● Set task: Show every line in the records below that contains the string "cluster", copying each such line in full.

● Data supplied:
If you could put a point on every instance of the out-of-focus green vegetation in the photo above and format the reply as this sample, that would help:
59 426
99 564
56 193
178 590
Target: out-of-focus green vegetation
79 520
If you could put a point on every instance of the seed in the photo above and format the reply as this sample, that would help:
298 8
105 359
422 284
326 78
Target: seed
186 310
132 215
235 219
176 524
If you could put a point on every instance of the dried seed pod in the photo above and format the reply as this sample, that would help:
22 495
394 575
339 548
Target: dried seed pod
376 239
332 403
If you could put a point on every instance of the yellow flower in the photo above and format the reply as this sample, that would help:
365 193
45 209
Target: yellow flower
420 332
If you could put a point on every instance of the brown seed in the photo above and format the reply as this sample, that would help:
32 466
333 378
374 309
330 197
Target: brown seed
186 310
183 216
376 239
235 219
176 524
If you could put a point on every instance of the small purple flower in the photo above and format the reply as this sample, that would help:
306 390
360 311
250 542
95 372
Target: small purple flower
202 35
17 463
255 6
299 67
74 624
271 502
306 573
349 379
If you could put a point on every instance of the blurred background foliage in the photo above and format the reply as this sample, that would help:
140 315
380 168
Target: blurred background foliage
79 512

...

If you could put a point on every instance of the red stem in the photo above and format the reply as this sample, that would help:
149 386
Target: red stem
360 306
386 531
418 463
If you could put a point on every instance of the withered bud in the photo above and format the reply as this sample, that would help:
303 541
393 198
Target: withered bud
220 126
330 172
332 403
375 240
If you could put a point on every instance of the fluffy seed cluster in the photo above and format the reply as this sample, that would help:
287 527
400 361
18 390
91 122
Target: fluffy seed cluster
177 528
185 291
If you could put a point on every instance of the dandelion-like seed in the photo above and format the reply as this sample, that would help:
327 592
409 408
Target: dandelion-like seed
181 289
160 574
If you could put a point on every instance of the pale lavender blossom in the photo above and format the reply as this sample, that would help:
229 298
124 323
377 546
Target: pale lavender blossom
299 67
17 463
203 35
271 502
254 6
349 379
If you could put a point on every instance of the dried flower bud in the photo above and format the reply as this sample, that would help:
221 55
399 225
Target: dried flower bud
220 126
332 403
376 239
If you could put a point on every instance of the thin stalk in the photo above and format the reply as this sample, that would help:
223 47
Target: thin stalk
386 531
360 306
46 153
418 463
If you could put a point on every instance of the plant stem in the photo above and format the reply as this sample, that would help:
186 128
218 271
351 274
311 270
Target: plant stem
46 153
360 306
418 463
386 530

● Final answer:
If you could put a point on every instance of the fluffy seed cluster in the photo above and format the reply as this sample, that would help:
Target: fluffy seed cluster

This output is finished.